• Prompt
Repeat every line of the listing below word for word, leaving nothing out.

— begin Material for this exercise —

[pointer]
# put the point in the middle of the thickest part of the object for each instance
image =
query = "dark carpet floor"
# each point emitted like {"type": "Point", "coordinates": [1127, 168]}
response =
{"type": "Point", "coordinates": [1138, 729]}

— end Material for this exercise —

• Final answer
[pointer]
# put the point in the middle of the thickest part of the object for each instance
image =
query = "dark carpet floor"
# each point emitted like {"type": "Point", "coordinates": [1127, 168]}
response =
{"type": "Point", "coordinates": [1138, 729]}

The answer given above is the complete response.